**WRITTEN REQUEST:**
Reproduce the listing that follows with no differences at all.

○ ○ ○ ○

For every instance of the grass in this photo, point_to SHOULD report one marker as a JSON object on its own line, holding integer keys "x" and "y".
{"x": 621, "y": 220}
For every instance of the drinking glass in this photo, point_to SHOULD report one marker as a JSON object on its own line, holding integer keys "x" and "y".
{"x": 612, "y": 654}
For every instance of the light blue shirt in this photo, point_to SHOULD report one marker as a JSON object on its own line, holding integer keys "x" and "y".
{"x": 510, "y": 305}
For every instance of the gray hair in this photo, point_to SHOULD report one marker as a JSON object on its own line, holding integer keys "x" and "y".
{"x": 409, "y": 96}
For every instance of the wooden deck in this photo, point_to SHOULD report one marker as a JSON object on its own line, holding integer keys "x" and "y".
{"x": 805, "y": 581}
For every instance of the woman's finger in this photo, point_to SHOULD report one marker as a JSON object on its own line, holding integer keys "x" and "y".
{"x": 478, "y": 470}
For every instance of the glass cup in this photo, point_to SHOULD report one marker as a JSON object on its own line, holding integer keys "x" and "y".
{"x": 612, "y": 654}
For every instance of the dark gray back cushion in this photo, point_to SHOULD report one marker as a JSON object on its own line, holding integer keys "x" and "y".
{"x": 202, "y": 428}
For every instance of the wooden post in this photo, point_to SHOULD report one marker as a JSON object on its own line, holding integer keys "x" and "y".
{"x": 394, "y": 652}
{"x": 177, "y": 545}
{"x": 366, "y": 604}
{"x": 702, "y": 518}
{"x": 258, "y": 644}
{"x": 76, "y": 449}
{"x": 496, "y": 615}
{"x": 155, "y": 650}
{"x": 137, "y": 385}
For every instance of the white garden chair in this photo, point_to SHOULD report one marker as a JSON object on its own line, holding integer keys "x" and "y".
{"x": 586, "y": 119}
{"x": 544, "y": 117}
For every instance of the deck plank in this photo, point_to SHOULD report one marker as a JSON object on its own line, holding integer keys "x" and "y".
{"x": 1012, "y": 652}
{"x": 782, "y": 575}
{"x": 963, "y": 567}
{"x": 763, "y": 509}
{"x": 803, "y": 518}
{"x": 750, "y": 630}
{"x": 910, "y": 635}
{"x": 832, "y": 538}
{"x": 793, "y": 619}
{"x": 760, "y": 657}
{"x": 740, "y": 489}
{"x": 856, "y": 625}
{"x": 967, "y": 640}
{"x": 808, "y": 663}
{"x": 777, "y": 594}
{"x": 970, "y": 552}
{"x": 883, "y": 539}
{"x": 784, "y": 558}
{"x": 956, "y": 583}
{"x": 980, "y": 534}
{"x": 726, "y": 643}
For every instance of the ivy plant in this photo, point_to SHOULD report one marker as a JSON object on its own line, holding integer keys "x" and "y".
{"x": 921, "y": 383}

○ ○ ○ ○

**RESPONSE:**
For every instance of the grass in this photo, point_to SHOULD report one marker as a JSON object on its own line, holding integer keys "x" and "y".
{"x": 621, "y": 220}
For every instance of the drinking glass in this photo, point_to SHOULD report one marker as a JSON object on its own line, holding integer keys "x" and "y".
{"x": 612, "y": 654}
For every instance of the light blue shirt in this photo, point_to SHOULD report one marker as a JSON object on its own line, holding integer keys "x" and "y".
{"x": 510, "y": 305}
For every instance of the gray hair in this photo, point_to SHOULD report one marker as a JSON object on its own line, holding integer keys "x" and "y".
{"x": 409, "y": 96}
For every instance of the wooden deck in this photo, point_to SHOULD report one marker as a JSON object on its own line, holding integer keys "x" and "y".
{"x": 805, "y": 581}
For every instance of the woman's finger in this photo, point_to SHOULD report one marker as a JSON object on its own line, holding integer keys "x" and "y".
{"x": 478, "y": 470}
For every instance of the glass cup in this photo, point_to SHOULD report one marker as a JSON object on its own line, holding integer keys "x" and "y".
{"x": 612, "y": 654}
For every instance of the dark gray back cushion in this photo, point_to SHOULD report one marker as a JSON object on its own line, holding integer keys "x" and "y".
{"x": 202, "y": 428}
For every instance of the wooden post in this photo, point_to SHOULD report one marker as a JSON object on its own line, holding integer keys "x" and "y".
{"x": 394, "y": 652}
{"x": 177, "y": 545}
{"x": 366, "y": 604}
{"x": 702, "y": 518}
{"x": 258, "y": 644}
{"x": 76, "y": 449}
{"x": 496, "y": 615}
{"x": 155, "y": 650}
{"x": 137, "y": 385}
For every instance of the white garden chair in this photo, point_to SHOULD report one marker as a JSON object on its own line, holding integer keys "x" and "y".
{"x": 586, "y": 119}
{"x": 544, "y": 117}
For every instance of the deck plank in this photo, point_to SHOULD report one marker as a JSON object on its own line, holding integer keys "x" and "y".
{"x": 1012, "y": 652}
{"x": 782, "y": 575}
{"x": 963, "y": 567}
{"x": 763, "y": 509}
{"x": 803, "y": 518}
{"x": 750, "y": 630}
{"x": 910, "y": 635}
{"x": 832, "y": 538}
{"x": 793, "y": 619}
{"x": 760, "y": 657}
{"x": 740, "y": 489}
{"x": 856, "y": 625}
{"x": 967, "y": 640}
{"x": 808, "y": 663}
{"x": 777, "y": 594}
{"x": 970, "y": 552}
{"x": 883, "y": 539}
{"x": 784, "y": 558}
{"x": 956, "y": 583}
{"x": 980, "y": 534}
{"x": 726, "y": 643}
For every instance of the ivy plant in this photo, point_to SHOULD report one marker as a JSON object on its own line, holding integer keys "x" and "y".
{"x": 921, "y": 383}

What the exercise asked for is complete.